AUFGABE.
Beantworte die folgenden Fragen anhand des Quellenauszugs:
1. Für welche Unternehmen wird VoIP als Alternative bezeichnet?
2. In welchem Jahr wurde erstmals Sprache über ein Datennetz übertragen?
3. Wofür steht die Abkürzung VoIP?

QUELLENAUSZUG.
--

Telefon: +49 911 1335-1335

Telefonieren übers Internet

Die Voice over IP-Technologie hat das Versuchsstadium verlassen und ist auf dem Weg zur Massenanwendung. Eine Alternative für kleine und mittlere Unternehmen, die es allerdings genau zu planen gilt.

Im Jahr 1995 übertrug ein israelisches Unternehmen erstmals Sprache über ein Datennetz und demonstrierte das erste Telefongespräch zwischen zwei PCs. Während Visionäre schon damals auf den revolutionären Durchbruch hofften, wagten sich nur wenige innovative Unternehmen an die neue Technologie heran und begannen IP-basierte (Internet Protocol) Telekommunikations-Anlagen zu entwickeln. Man bezeichnet diese Technik als Voice over Internet Protocol, oder kurz VoIP. Zehn Jahre später ist die Technologie ausgereift und erobert dank schneller DSL-Verbindungen den Massenmarkt.

--

ANGEZEIGTE INFORMATIONEN.
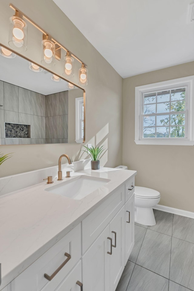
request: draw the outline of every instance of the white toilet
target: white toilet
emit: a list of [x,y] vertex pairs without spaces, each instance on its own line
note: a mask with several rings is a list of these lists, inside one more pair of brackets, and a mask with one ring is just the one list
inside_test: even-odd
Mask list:
[[[122,165],[117,169],[127,170],[127,167]],[[149,188],[135,187],[135,222],[151,226],[155,225],[156,220],[152,207],[159,203],[160,199],[159,192]]]
[[160,199],[160,194],[158,191],[135,186],[135,222],[145,225],[155,225],[152,207],[158,204]]

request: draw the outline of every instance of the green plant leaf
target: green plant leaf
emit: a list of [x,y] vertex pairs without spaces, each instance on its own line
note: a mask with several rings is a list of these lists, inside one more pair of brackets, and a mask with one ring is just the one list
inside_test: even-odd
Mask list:
[[85,148],[87,150],[82,149],[82,150],[85,152],[89,155],[93,161],[97,161],[102,154],[103,151],[105,149],[104,147],[104,145],[103,145],[100,147],[96,146],[95,148],[93,146],[92,146],[90,148],[88,148],[87,146],[83,145],[82,146]]
[[11,152],[9,154],[7,154],[6,155],[4,155],[4,154],[3,153],[2,153],[1,152],[0,153],[0,166],[4,162],[6,161],[6,160],[7,160],[8,159],[11,158],[12,156],[11,155],[9,156],[9,155],[11,155],[11,154],[12,153],[12,152]]

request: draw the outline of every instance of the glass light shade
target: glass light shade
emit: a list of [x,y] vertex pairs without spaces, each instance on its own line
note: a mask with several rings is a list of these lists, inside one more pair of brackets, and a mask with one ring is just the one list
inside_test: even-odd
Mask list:
[[17,11],[9,19],[9,45],[16,51],[25,52],[27,49],[27,24]]
[[76,88],[76,87],[74,86],[73,84],[72,84],[71,83],[68,83],[67,87],[69,89],[75,89],[75,88]]
[[79,69],[78,84],[81,86],[87,86],[88,85],[88,70],[83,64]]
[[63,75],[66,78],[72,78],[74,76],[74,59],[69,52],[63,58]]
[[16,55],[15,54],[14,54],[11,51],[3,46],[0,46],[0,55],[5,58],[8,58],[9,59],[13,59]]
[[49,35],[43,35],[42,42],[41,63],[46,67],[55,65],[55,45]]
[[33,72],[42,72],[43,69],[42,68],[41,68],[35,64],[31,63],[29,62],[29,69]]
[[61,81],[62,81],[62,79],[60,78],[58,76],[55,75],[54,74],[51,76],[51,79],[53,81],[55,81],[55,82],[60,82]]

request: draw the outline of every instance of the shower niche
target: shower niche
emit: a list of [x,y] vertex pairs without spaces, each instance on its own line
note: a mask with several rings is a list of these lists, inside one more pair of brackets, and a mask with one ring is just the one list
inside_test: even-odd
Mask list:
[[28,139],[31,137],[31,126],[5,122],[5,138]]

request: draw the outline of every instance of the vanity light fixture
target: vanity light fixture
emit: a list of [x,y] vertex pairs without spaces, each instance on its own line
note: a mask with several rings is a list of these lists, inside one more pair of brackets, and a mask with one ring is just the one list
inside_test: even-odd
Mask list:
[[29,69],[33,72],[42,72],[43,69],[38,65],[29,62]]
[[5,58],[9,58],[9,59],[13,59],[16,55],[9,49],[4,48],[3,46],[0,46],[0,55],[1,55]]
[[[75,59],[82,64],[82,68],[79,70],[78,83],[81,86],[87,85],[88,71],[86,67],[86,64],[12,3],[10,4],[9,7],[15,12],[15,15],[10,18],[8,43],[10,46],[16,50],[24,51],[27,50],[27,27],[26,22],[24,20],[25,19],[43,34],[41,56],[42,63],[45,67],[54,66],[55,59],[58,61],[61,60],[61,49],[62,49],[67,52],[66,55],[63,59],[63,75],[66,78],[74,76],[74,61]],[[35,65],[36,67],[36,65]],[[30,69],[32,69],[31,68]],[[38,70],[35,71],[34,69],[32,70],[40,72],[38,71],[38,69],[37,69]]]
[[75,88],[76,88],[76,86],[74,86],[73,84],[72,84],[71,83],[68,83],[67,87],[69,89],[75,89]]
[[63,75],[67,78],[72,78],[74,76],[74,59],[69,52],[63,58]]
[[55,45],[49,35],[43,35],[42,42],[41,63],[46,67],[55,65]]
[[82,64],[81,68],[79,69],[79,82],[78,84],[82,86],[86,86],[88,85],[88,70],[85,65]]
[[55,81],[55,82],[60,82],[61,81],[62,81],[62,79],[54,74],[52,74],[51,76],[51,79],[53,81]]
[[9,20],[9,45],[17,51],[25,52],[27,49],[27,24],[22,14],[17,11]]

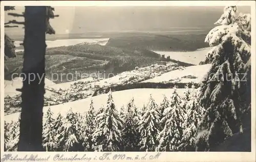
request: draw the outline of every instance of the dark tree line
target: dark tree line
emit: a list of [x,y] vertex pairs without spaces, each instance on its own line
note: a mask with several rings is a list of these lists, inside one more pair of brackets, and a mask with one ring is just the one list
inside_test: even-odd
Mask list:
[[[14,7],[6,7],[5,10],[13,10]],[[19,125],[18,151],[44,151],[42,146],[42,119],[45,77],[46,33],[55,34],[49,23],[54,15],[54,9],[49,6],[26,6],[22,14],[9,13],[14,17],[24,17],[24,22],[11,20],[5,24],[24,24],[25,28],[23,72],[25,79],[21,91],[22,103]],[[18,27],[17,25],[6,27]],[[15,55],[14,41],[8,39],[5,55]],[[29,80],[28,76],[32,76]],[[41,80],[41,81],[40,81]]]

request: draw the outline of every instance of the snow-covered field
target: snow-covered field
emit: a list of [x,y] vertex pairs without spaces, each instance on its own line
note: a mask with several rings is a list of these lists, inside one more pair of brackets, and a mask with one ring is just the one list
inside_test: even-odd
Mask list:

--

GELÖSTE AUFGABE.
1. Für kleine und mittlere Unternehmen.
2. Im Jahr 1995.
3. Für Voice over Internet Protocol.